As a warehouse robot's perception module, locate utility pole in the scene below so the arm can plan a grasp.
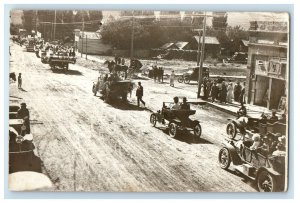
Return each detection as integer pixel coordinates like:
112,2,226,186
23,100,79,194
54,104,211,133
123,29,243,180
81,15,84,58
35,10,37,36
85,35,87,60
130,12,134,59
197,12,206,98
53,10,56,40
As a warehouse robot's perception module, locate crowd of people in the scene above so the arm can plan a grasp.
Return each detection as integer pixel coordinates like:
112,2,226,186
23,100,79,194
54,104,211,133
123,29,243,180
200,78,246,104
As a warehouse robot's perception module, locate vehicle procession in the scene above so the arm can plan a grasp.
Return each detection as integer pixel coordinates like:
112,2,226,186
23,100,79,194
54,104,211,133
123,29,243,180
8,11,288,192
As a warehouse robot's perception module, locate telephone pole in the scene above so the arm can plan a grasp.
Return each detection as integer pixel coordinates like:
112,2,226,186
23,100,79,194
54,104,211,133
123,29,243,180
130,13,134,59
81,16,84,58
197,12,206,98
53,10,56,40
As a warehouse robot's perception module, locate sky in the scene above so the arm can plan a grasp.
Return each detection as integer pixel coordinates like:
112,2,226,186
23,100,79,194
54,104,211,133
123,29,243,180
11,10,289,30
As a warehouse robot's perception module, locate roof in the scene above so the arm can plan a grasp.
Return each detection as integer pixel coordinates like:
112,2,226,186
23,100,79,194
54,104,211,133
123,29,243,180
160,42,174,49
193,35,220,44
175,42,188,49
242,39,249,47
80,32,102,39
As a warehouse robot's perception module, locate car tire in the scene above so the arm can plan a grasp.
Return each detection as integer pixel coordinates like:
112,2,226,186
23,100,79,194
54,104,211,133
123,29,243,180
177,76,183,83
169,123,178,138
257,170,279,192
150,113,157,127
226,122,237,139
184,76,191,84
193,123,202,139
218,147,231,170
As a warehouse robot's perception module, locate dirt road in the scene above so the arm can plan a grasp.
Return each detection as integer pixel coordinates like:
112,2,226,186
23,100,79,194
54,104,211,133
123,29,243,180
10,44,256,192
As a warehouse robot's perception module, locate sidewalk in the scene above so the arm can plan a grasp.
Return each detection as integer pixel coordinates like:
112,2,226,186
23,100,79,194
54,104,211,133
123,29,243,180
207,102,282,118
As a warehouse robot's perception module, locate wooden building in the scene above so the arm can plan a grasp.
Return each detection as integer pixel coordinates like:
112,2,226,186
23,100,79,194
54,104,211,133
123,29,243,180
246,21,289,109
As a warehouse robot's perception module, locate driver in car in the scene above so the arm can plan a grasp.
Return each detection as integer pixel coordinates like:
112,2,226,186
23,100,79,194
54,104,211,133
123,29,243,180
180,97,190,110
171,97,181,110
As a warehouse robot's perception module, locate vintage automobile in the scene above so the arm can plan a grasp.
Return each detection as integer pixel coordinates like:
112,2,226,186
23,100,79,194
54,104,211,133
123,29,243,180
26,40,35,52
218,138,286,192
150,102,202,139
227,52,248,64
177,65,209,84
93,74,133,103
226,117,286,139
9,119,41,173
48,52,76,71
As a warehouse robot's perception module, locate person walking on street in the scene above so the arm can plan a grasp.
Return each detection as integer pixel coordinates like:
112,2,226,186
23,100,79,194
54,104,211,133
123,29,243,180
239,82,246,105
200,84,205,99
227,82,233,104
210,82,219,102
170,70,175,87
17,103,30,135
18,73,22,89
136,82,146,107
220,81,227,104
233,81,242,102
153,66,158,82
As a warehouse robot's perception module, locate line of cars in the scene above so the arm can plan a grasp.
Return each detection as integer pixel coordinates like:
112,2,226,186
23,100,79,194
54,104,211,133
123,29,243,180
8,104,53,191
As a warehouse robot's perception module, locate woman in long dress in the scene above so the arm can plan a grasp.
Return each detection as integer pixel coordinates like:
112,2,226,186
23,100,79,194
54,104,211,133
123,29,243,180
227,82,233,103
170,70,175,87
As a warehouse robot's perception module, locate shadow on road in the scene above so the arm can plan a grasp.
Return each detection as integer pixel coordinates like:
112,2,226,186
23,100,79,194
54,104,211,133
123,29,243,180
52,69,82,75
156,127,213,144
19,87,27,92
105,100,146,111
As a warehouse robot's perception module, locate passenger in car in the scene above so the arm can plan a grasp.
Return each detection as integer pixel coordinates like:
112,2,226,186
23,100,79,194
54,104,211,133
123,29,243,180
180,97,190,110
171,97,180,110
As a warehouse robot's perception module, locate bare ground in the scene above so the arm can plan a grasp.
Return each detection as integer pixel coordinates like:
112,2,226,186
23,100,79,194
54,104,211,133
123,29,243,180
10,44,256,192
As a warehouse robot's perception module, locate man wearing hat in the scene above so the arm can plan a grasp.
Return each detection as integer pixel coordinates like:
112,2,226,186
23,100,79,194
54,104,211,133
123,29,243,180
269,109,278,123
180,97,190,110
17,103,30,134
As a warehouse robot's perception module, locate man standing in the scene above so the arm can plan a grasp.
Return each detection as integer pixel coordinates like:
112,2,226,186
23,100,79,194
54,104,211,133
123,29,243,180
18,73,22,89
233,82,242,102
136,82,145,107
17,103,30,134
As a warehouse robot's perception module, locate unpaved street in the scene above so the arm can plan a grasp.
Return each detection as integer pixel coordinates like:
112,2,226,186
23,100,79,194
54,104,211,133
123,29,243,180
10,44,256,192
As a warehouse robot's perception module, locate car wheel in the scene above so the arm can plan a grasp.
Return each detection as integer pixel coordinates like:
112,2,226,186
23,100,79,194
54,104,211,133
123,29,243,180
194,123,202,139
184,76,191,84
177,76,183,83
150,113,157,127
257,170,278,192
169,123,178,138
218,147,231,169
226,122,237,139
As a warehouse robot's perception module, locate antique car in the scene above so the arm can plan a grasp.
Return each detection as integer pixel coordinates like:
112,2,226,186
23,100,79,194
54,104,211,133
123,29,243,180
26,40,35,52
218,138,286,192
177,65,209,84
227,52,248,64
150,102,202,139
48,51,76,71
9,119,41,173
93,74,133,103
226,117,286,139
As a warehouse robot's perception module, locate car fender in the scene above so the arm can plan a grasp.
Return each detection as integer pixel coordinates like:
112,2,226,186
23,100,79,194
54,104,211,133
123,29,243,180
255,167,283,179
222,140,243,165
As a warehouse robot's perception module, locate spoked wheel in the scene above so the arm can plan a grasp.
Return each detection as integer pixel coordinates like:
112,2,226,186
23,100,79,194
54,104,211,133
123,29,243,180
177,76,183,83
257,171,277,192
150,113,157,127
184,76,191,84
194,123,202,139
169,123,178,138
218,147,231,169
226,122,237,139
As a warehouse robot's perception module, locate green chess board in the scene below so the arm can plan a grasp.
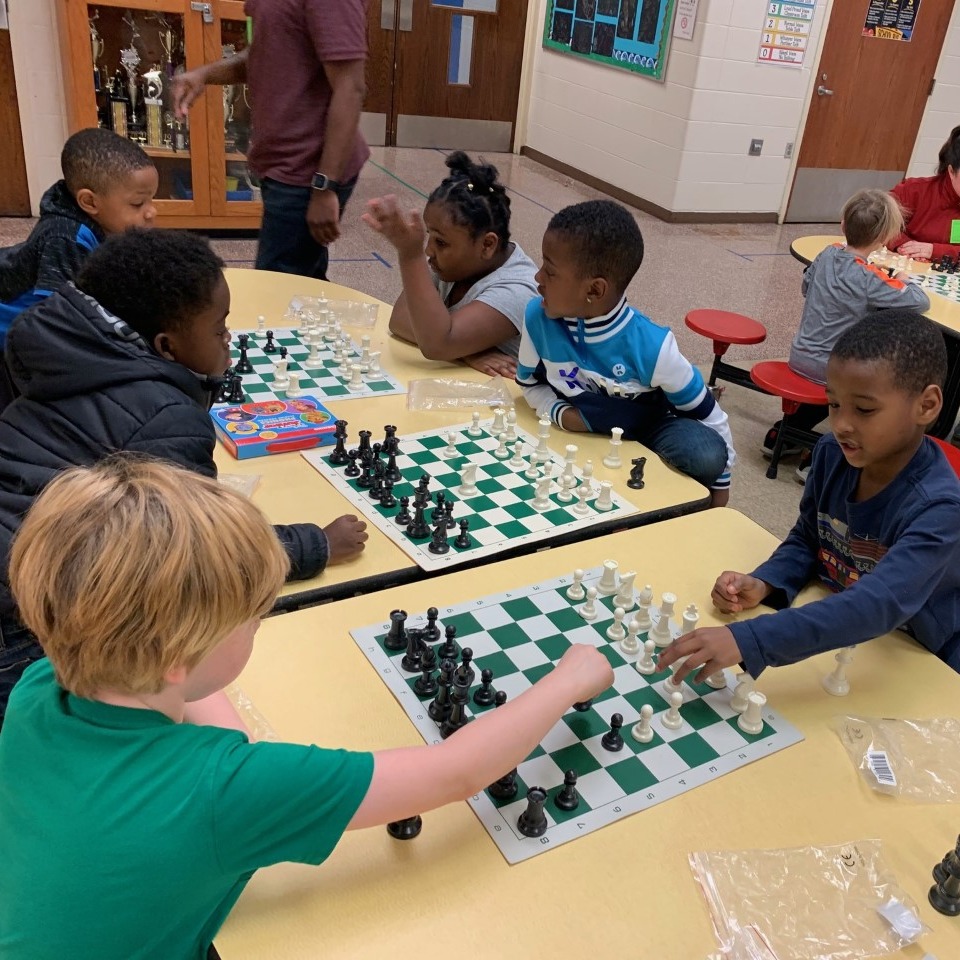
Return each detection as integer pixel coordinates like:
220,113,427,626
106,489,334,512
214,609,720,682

· · · · ·

_What is asked_
Turn all of the rows above into a numbered list, one line per item, dropping any blank lines and leaving out the pictures.

_Answer for the task_
1. As a warehouse robot's perception module, locate utility pole in the scene below so the arm can plan a grasp.
2. Return each detection as integer pixel coordinates like:
3. 112,2,226,186
4. 23,100,79,194
5. 54,104,211,133
6. 123,29,243,180
7. 81,15,84,58
8. 35,10,37,36
9. 85,35,87,60
10. 130,12,134,59
11. 197,12,206,98
12. 53,10,56,40
13. As a warehouse robot's perception module, locate crowd of people in the scene above so the arm can plan a grasp.
14. Return each detection as integer pixel coordinates like:
15. 112,2,226,186
16. 23,100,79,194
17. 54,104,211,133
18. 123,29,243,180
19. 200,78,246,104
20. As a warehouse robot's perception module, locate vehicle procession in the scene above so the arm can plan a grasp.
21. Return each detection as integer pixel coordinates like:
22. 112,2,226,186
23. 23,100,79,194
24. 54,104,211,133
25. 123,29,243,180
26. 8,11,288,192
27. As a warehouse robot's perception module, locate telephone pole in the scene above so the arm can plan a grasp.
28. Return each detection as integer pixel coordinates like:
29. 112,2,226,186
30. 23,100,79,194
31. 54,104,211,133
32. 123,29,243,180
33. 130,13,134,59
34. 81,16,84,58
35. 197,12,206,98
36. 53,10,56,40
37. As a warehouse robot's perception module, locate sky in the scene above so the arm can plan a grasp.
38. Return each detection as integer pixel coordinates like:
39. 112,2,226,186
40. 23,100,79,194
41. 54,104,211,133
42. 123,29,243,180
43. 11,10,289,30
44. As a warehouse robot's perception module, locate roof in the scene above so the arm can plan a grasp.
45. Return each detection as integer pixel coordinates like:
46. 112,2,226,186
47. 23,100,79,194
48. 54,104,211,133
49. 123,29,243,180
50. 160,42,174,49
51. 193,35,220,44
52. 175,42,188,49
53. 242,39,249,47
54. 80,32,102,39
55. As a warehouse robot's perception module, locate car tire in the scene above so the arm can plan a grasp.
56. Return each detection as integer pixel coordinates like:
57. 112,2,226,186
58. 23,100,79,194
59. 54,104,211,133
60. 123,29,243,180
61. 177,76,183,83
62. 169,123,178,138
63. 257,170,279,192
64. 150,113,157,127
65. 226,122,237,139
66. 184,76,191,84
67. 193,123,202,139
68. 218,147,231,170
69. As a warehouse robot's perception module, locate dirt road in the scene above so the arm can plan a grasp.
70. Return each detection as integer pixel coordinates like:
71. 112,2,226,186
72. 23,100,79,194
73. 54,104,211,133
74. 123,29,243,180
75. 10,44,256,192
76. As a warehouse robot's perception module, locate sidewalk in the scene above so the arm can plan a grasp.
77. Return each detection as integer pixel coordinates like:
78. 112,2,226,186
79. 23,100,79,194
80. 54,104,211,133
81. 123,29,243,180
82. 207,102,282,118
83. As a warehouse robot's perception module, locate wooden building in the scene above so the arm can plan a grasp.
84. Return each detection as integer pixel coordinates like:
85. 112,2,226,186
86. 23,100,79,194
87. 54,104,211,133
88. 123,29,243,180
89. 246,21,289,109
90. As a warehouse robot's perception module, locate driver in car in the scene above so the arm can plan a grasp.
91. Return each detection as integer pixel coordinates like:
92. 112,2,226,186
93. 23,100,79,194
94. 54,104,211,133
95. 123,29,243,180
96. 180,97,190,110
97. 171,97,181,110
98. As a warehouse robot's perception module, locate vintage automobile in the scene above so the arm can plan a grasp.
99. Return each detection as integer pixel coordinates like:
100. 112,2,226,186
101. 23,100,79,194
102. 54,104,211,133
103. 123,29,243,180
104. 26,40,35,52
105. 218,138,286,192
106. 150,102,202,139
107. 227,52,248,64
108. 177,65,209,84
109. 93,74,133,103
110. 226,117,286,139
111. 9,119,41,173
112. 48,52,76,71
113. As a warehouse robot's perception module, locate person walking on street in the scene above so the arm can plan a grasp.
114. Return each detection as integer pixel coordinates like:
115. 112,2,226,186
116. 23,100,79,194
117. 54,104,211,133
118. 123,29,243,180
119. 239,82,246,105
120. 200,84,205,99
121. 227,82,233,104
122. 210,82,219,102
123. 170,70,175,87
124. 17,103,30,135
125. 18,73,22,89
126. 136,82,146,107
127. 220,81,227,104
128. 233,81,242,102
129. 153,66,158,82
130. As a warehouse robot's perception module, locate line of cars in the scene above so the arm can plan a grasp.
131. Return each detection as integer pixel coordinates like:
132. 112,2,226,186
133. 23,100,79,194
134. 54,104,211,133
135. 123,29,243,180
136. 8,104,53,191
137. As a warehouse robot's perception module, locate woman in long dress in the scene above so the arm can plan a grasp.
138. Return each detection as integer pixel coordinates like:
139. 112,2,226,186
140. 23,100,79,194
141. 54,104,211,133
142. 123,29,243,180
143. 227,82,233,103
144. 170,70,175,87
145. As a warehouse robot's perception module, locate shadow on road in the scene above so the arm can plan a grasp.
146. Return each detection as integer pixel coordinates like:
147. 112,2,226,186
148. 23,100,79,194
149. 54,104,211,133
150. 123,29,243,180
151. 52,69,82,75
152. 156,127,213,144
153. 19,87,27,92
154. 105,100,146,111
155. As a warehouse robot's perception module, locate passenger in car in the scene above so the arm can plan a grasp.
156. Return each detection as integer pixel coordinates like:
157. 112,2,226,186
158. 23,100,79,194
159. 54,104,211,133
160. 123,29,243,180
161. 180,97,190,110
162. 171,97,180,110
163. As a warehouse robot's perception module, locate bare ground in the scene above so the arm can plan a grasp.
164. Return each detection as integer pixel coordinates like:
165. 112,2,226,186
166. 23,100,79,194
167. 54,104,211,133
168. 123,29,243,180
169. 10,44,256,192
170. As a warehouse robot's perception module, locate man wearing hat in the scene above so the arm can plan a grasp.
171. Return each detection as integer pixel coordinates like:
172. 112,2,226,186
173. 23,100,79,194
174. 54,104,211,133
175. 123,29,243,180
176. 269,109,278,123
177. 180,97,190,110
178. 17,103,30,134
179. As a warehouse robot's perception module, locate man standing in the scene above so the arm can plan a grasp.
180. Return each detection as integer pixel coordinates like:
181. 112,2,226,186
182. 23,100,79,194
183. 54,104,211,133
184. 123,29,243,180
185. 18,73,22,89
186. 233,82,242,102
187. 136,82,145,107
188. 17,103,30,134
189. As a warehouse robot's perception module, locate unpaved street in the scene above so the arm can plan a grasp.
190. Return each detection as integer pixel coordinates like:
191. 112,2,226,186
192. 23,100,79,194
193. 54,104,211,133
194. 123,29,243,180
195. 10,44,256,192
196. As a warehouse robot's perception module, locate car wheel in the scene above so the arm can plan a grasp.
197. Return each detection as integer pixel coordinates like:
198. 112,2,226,186
199. 23,100,79,194
200. 54,104,211,133
201. 123,29,243,180
202. 194,123,202,139
203. 184,76,191,84
204. 177,76,183,83
205. 150,113,157,127
206. 257,170,278,192
207. 169,123,178,138
208. 218,147,231,169
209. 226,122,237,139
210. As a warehouse robot's perception module, locate antique car in the scene above so the arm can plan a grasp.
211. Return each detection as integer pixel coordinates like:
212. 112,2,226,186
213. 23,100,79,194
214. 54,104,211,133
215. 123,29,243,180
216. 26,40,35,52
217. 218,138,286,192
218. 177,65,209,84
219. 227,52,248,64
220. 150,102,202,139
221. 48,51,76,71
222. 9,119,41,173
223. 93,74,133,103
224. 226,117,286,139
225. As a warehouse robot's perception module, locate car fender in the scene above so the arm can plan a grasp.
226. Return each detection as integer pixel coordinates like:
227. 112,2,226,186
228. 23,100,79,194
229. 54,104,211,133
230. 123,29,243,180
231. 255,167,283,179
232. 222,140,243,165
233. As a warehouse robot's perception module, locate spoked wheel in the scene above so the arm can plan a grasp.
234. Return each detection as integer pixel coordinates like:
235. 112,2,226,186
236. 23,100,79,194
237. 54,104,211,133
238. 123,29,243,180
239. 177,76,183,83
240. 257,171,277,192
241. 150,113,157,127
242. 184,76,191,84
243. 194,123,202,139
244. 169,123,178,138
245. 218,147,231,169
246. 226,122,237,139
247. As a warehouse robot's perception module, locate green chess board in the scene below so the arm can plan a grasp.
248. Return each detection as integer pixel coordinates like:
249. 220,113,427,626
250. 106,489,334,512
251. 214,609,720,682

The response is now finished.